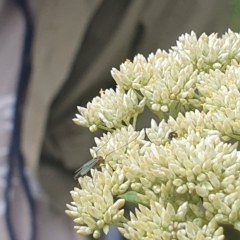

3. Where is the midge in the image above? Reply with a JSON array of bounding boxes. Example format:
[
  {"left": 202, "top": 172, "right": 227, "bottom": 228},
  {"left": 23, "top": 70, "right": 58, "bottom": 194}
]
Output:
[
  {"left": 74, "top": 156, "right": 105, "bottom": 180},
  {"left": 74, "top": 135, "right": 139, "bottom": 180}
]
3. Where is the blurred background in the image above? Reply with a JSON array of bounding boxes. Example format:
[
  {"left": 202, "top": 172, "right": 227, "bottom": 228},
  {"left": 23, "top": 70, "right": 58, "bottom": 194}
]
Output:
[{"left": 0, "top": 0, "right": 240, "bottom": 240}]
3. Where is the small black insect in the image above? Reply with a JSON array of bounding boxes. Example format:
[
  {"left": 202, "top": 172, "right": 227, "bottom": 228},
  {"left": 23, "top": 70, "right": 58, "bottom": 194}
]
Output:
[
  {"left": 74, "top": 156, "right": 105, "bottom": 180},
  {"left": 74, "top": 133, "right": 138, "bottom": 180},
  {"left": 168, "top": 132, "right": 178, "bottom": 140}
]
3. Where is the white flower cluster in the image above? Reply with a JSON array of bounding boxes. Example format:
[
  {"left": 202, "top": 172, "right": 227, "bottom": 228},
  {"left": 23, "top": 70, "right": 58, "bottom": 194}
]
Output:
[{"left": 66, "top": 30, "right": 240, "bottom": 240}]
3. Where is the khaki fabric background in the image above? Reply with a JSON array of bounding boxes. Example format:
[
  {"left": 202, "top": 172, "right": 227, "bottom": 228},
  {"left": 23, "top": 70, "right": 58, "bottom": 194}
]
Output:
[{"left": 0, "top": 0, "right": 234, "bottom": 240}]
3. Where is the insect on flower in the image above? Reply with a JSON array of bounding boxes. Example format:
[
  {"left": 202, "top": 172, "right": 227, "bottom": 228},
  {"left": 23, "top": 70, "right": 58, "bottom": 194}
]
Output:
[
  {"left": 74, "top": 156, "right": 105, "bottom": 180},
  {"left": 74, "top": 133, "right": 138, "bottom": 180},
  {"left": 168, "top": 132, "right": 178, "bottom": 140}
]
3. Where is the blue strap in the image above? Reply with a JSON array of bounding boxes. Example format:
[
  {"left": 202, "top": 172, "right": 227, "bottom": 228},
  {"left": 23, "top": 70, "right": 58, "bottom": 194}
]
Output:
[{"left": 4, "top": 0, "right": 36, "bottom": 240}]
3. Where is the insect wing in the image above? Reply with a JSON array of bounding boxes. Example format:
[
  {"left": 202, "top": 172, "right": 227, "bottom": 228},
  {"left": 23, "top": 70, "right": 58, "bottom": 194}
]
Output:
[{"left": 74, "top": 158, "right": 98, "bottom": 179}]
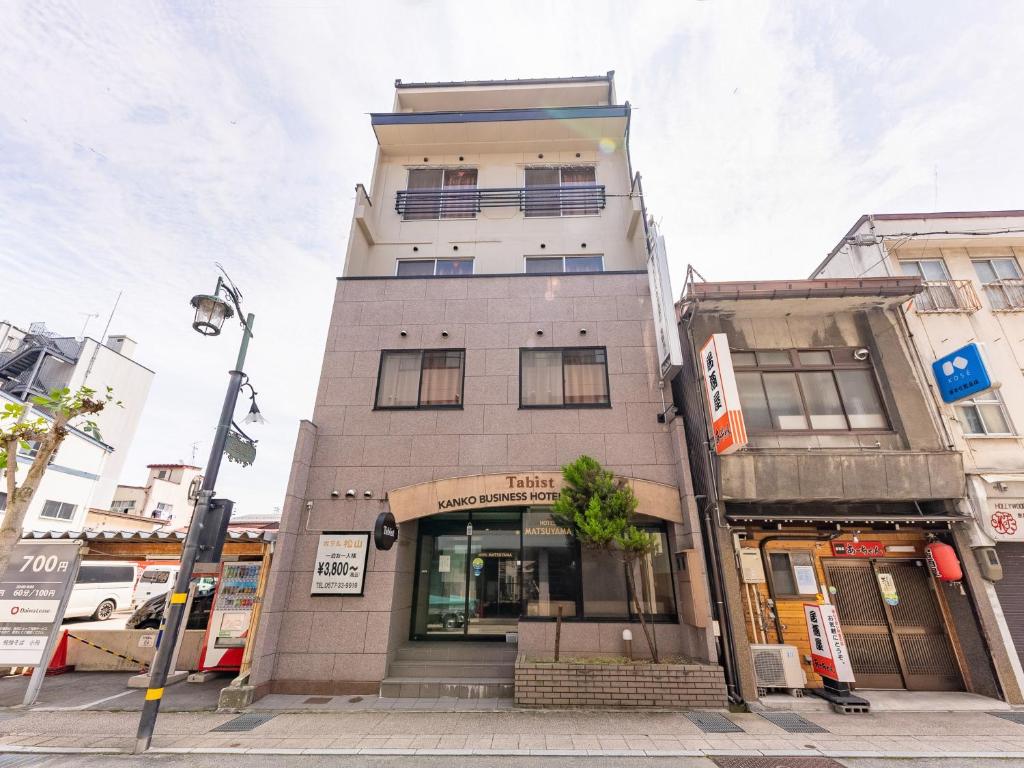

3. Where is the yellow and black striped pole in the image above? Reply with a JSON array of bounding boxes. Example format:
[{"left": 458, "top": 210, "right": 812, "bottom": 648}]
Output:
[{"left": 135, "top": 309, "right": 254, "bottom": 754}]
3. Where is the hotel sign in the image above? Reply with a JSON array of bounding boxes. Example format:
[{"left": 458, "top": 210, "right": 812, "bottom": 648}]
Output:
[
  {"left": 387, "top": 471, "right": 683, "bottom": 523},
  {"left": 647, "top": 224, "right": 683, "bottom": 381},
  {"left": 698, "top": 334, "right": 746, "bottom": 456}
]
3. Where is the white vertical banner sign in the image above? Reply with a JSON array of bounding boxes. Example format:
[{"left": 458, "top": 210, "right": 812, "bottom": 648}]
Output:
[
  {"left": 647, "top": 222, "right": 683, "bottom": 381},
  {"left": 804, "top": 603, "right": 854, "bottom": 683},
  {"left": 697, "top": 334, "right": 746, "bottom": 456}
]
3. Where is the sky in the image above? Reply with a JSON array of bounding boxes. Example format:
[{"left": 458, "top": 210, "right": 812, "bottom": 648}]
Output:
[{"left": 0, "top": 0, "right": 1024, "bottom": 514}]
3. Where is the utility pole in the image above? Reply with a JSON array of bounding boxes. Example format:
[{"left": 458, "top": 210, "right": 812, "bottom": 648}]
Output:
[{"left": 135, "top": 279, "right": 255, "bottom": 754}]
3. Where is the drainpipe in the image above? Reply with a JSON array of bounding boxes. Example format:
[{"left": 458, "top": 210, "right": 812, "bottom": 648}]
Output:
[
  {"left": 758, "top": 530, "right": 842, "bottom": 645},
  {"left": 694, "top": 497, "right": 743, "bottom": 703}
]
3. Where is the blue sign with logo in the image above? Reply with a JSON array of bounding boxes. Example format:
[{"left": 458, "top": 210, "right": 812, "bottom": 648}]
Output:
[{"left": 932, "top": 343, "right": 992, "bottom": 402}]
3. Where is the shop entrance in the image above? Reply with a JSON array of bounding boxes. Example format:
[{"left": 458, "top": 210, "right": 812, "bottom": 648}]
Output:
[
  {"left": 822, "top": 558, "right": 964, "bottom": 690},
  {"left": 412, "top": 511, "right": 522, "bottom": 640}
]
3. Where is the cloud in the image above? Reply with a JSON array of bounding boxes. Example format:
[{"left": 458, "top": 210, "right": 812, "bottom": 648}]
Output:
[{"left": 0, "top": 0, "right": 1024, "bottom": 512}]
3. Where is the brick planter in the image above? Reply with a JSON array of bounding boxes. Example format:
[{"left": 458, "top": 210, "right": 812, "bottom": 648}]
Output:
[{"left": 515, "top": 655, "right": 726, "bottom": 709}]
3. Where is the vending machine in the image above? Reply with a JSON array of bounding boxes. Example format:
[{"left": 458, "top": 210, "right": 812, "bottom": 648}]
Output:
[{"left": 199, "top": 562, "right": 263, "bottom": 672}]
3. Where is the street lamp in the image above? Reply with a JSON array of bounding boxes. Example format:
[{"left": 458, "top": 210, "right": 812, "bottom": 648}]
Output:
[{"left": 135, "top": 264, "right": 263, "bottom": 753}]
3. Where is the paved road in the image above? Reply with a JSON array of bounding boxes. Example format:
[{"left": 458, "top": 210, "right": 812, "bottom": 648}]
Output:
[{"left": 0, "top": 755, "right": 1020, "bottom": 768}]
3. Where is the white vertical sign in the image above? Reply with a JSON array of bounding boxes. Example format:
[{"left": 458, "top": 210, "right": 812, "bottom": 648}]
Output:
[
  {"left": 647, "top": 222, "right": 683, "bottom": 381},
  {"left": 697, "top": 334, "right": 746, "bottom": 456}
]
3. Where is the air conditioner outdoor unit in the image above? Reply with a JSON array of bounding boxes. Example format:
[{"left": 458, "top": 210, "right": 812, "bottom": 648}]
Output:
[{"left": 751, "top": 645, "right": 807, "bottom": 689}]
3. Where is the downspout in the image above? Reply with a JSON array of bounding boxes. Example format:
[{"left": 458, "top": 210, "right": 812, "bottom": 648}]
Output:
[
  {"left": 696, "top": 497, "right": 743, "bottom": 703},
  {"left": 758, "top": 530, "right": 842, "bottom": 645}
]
___
Short exercise – Report each line above that contains the word "background", copying it in full.

Exercise answer –
3. Where is the blurred background in the image above? Reply with a JSON array of bounding boxes. Example format:
3. Where is the khaki fabric background in the image above? Reply with a JSON array of bounding boxes. Example format:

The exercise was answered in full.